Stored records
★ ★ ★ ★

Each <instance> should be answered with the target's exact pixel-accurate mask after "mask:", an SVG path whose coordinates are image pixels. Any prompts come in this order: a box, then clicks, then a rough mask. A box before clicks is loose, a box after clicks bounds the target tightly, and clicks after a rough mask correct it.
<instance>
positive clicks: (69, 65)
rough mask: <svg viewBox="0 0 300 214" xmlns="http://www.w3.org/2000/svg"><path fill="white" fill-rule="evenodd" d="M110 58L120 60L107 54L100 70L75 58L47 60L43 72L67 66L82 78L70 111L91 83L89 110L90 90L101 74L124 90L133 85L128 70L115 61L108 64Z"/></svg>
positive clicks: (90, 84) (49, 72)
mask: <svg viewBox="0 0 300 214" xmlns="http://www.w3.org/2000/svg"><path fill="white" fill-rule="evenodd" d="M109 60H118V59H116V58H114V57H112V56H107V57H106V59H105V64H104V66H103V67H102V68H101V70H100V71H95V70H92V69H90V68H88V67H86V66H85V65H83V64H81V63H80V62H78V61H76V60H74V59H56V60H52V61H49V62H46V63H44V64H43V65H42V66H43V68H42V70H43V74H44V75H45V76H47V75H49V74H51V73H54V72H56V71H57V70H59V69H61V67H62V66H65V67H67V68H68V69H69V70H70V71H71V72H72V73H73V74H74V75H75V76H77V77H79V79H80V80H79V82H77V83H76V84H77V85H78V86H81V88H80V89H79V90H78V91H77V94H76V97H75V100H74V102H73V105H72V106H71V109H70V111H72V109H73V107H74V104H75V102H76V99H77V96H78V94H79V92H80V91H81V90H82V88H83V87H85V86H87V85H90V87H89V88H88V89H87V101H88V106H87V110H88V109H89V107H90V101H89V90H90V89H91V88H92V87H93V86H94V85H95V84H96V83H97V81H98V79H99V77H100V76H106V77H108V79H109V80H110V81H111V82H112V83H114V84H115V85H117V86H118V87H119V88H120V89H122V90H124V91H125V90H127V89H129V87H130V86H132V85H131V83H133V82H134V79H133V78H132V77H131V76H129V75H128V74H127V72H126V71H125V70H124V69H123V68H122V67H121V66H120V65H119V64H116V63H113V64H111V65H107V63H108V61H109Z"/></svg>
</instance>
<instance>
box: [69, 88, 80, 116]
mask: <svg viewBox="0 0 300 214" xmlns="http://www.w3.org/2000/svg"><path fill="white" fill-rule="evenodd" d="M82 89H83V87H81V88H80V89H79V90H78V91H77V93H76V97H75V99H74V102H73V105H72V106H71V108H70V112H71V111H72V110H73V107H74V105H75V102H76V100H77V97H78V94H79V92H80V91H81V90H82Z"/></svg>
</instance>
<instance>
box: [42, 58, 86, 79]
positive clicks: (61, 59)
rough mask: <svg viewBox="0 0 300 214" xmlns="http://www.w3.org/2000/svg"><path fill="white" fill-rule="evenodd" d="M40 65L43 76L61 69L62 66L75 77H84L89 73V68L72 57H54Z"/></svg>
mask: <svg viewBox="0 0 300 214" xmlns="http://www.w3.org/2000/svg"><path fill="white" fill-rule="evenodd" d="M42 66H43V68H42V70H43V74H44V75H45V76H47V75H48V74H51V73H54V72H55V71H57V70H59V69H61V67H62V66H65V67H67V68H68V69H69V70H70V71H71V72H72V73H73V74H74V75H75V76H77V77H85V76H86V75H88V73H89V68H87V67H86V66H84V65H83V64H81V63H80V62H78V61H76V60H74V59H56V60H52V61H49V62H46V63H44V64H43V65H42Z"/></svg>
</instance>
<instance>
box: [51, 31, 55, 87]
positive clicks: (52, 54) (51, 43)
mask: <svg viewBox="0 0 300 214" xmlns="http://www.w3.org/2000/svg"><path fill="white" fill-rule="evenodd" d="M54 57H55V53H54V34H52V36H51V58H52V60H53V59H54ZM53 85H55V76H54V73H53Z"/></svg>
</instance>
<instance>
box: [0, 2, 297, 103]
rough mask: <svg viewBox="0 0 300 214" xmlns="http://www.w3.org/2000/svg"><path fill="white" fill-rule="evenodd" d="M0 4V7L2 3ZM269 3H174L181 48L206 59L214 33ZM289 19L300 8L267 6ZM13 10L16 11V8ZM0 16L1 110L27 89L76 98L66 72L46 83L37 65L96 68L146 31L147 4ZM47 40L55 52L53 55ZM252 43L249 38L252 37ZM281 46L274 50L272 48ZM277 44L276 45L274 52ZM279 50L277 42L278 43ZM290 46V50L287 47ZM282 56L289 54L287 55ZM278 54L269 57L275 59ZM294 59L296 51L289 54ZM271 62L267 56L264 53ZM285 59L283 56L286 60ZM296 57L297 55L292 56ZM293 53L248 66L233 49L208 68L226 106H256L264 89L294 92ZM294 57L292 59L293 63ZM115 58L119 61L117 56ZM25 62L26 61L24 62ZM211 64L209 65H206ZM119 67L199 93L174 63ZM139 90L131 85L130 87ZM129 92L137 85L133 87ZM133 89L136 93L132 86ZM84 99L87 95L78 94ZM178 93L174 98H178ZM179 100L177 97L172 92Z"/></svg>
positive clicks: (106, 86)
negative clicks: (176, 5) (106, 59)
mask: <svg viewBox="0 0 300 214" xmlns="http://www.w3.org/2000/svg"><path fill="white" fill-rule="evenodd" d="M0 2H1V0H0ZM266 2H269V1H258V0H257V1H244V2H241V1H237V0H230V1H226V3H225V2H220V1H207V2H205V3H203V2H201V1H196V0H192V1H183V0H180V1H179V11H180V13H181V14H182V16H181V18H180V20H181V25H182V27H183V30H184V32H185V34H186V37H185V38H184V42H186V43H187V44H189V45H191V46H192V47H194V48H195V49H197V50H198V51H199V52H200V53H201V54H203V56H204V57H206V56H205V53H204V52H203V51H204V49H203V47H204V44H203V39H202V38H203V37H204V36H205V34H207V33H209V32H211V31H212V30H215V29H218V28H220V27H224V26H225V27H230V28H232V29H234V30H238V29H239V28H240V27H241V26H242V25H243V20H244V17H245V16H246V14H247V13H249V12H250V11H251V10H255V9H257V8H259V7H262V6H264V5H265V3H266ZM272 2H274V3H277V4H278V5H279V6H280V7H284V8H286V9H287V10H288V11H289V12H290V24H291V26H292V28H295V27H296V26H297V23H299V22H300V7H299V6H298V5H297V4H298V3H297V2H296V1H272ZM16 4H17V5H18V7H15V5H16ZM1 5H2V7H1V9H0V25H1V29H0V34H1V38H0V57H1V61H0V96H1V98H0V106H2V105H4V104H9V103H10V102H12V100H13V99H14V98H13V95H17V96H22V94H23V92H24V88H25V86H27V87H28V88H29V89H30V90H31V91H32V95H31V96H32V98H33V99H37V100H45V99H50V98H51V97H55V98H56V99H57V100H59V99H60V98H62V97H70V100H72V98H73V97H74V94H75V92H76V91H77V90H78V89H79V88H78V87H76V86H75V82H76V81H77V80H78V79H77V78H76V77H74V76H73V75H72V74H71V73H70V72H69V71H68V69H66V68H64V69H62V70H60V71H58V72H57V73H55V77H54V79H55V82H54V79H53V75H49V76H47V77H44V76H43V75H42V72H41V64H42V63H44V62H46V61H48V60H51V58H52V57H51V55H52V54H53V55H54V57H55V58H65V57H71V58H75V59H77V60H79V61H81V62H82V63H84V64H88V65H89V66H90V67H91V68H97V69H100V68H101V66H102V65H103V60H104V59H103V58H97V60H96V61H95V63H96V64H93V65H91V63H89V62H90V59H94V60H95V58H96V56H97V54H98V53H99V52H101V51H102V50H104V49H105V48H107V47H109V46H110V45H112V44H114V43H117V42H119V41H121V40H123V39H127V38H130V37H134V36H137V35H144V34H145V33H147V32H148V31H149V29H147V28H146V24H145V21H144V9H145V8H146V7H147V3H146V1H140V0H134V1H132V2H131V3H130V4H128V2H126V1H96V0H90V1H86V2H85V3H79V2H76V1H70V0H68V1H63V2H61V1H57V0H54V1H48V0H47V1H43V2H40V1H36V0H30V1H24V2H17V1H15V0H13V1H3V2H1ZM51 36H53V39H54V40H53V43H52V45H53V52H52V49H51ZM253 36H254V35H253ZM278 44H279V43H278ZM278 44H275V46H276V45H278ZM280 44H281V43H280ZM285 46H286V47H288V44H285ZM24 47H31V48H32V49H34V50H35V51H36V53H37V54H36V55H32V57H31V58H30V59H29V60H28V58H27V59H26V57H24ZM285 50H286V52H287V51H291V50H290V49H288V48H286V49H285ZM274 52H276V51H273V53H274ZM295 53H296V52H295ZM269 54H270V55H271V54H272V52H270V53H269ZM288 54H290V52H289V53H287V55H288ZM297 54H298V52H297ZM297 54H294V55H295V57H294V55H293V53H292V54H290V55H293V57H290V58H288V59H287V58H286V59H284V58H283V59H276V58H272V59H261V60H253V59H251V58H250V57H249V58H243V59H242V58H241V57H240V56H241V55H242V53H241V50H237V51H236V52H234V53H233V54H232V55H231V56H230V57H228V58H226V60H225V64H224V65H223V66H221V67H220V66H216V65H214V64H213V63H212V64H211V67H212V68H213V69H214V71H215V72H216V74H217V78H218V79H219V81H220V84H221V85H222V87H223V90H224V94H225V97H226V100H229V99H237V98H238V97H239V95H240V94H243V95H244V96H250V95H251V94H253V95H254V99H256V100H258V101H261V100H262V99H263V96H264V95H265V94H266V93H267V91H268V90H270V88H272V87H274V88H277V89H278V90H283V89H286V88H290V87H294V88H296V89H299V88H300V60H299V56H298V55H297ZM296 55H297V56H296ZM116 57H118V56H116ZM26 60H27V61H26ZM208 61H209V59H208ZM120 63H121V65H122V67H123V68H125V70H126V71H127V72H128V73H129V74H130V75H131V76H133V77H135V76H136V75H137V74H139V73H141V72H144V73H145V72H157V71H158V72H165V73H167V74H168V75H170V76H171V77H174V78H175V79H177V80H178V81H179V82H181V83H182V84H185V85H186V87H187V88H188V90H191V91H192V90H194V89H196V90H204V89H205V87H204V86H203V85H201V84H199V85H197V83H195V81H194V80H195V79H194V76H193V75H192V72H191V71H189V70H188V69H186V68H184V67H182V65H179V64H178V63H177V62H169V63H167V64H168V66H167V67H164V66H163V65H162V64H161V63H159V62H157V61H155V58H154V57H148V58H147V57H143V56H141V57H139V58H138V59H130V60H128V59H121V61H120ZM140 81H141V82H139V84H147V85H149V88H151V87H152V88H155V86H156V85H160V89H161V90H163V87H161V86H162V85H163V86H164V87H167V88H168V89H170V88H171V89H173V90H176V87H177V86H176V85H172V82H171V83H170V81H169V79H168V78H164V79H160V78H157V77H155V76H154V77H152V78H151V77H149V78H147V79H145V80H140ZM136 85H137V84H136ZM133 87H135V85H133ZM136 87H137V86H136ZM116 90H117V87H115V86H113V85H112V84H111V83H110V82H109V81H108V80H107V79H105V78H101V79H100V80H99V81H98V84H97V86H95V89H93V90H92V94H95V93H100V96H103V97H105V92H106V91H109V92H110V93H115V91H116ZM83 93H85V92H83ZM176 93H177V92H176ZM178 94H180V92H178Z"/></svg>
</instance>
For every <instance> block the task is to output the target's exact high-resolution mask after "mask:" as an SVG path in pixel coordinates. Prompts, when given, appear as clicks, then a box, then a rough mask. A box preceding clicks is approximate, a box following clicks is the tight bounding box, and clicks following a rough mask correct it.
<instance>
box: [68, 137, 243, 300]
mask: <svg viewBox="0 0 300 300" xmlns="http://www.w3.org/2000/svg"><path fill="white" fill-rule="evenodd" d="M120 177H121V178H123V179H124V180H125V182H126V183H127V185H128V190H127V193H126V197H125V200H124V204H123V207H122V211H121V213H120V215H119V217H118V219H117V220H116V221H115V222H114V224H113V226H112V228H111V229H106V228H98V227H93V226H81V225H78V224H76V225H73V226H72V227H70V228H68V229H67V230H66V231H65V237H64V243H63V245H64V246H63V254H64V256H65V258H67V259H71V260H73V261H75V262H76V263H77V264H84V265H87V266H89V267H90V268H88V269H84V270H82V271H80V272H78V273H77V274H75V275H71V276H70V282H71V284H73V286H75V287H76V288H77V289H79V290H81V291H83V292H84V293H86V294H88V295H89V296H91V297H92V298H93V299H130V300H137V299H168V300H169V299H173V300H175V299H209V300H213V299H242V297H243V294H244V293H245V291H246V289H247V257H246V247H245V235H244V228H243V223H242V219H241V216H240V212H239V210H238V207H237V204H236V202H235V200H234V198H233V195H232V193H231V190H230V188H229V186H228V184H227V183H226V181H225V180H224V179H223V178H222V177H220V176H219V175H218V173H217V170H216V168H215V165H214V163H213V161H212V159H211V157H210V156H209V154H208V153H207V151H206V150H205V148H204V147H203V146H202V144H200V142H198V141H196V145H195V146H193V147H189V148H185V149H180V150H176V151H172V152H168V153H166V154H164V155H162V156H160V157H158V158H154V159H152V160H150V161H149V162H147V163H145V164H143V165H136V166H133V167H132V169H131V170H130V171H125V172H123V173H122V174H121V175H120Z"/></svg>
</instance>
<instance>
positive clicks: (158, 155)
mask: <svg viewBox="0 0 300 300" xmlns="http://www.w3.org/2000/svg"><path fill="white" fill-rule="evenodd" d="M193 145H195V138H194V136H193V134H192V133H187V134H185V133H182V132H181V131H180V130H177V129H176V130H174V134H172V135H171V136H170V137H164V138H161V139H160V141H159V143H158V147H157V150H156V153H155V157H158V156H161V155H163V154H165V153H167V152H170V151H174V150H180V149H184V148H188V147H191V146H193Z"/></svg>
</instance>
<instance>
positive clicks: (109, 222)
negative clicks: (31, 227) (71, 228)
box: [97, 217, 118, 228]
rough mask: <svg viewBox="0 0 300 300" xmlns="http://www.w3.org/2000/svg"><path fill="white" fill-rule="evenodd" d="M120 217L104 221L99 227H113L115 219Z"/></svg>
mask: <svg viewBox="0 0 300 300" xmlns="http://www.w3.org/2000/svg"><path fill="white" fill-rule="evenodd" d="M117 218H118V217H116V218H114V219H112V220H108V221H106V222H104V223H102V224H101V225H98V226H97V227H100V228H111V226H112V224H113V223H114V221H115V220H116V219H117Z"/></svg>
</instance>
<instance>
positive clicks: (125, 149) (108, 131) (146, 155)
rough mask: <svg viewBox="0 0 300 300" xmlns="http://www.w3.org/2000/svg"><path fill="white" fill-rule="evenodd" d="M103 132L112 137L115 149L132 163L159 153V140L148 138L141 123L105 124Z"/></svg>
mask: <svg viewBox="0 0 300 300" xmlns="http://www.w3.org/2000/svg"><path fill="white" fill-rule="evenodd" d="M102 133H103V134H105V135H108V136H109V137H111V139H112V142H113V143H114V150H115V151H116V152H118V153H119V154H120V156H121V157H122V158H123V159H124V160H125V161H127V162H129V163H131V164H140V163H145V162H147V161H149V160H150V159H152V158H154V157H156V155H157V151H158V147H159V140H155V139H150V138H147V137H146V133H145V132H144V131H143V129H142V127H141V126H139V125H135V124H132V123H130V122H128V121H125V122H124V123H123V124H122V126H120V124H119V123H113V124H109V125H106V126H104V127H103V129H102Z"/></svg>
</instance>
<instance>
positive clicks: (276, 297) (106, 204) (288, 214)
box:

★ ★ ★ ★

• **Work to be completed**
Reproduce each line of the records in which the string "exact" appears.

• **Solution to the exercise**
Each <instance> should be answered with the target's exact pixel-accurate mask after "mask:", an SVG path whose coordinates are image pixels. Any prompts come in this order: a box, then clicks, then a rough mask. A box before clicks is loose, a box after clicks bounds the target tightly, and clicks after a rough mask correct it.
For every <instance> block the task is to output the target's exact high-resolution mask after "mask:" as an SVG path in pixel coordinates. Prompts, when given, appear as clicks, then a box, then a rough mask. A box preceding clicks is approximate, a box following clicks is the tight bounding box, and clicks following a rough mask correct it.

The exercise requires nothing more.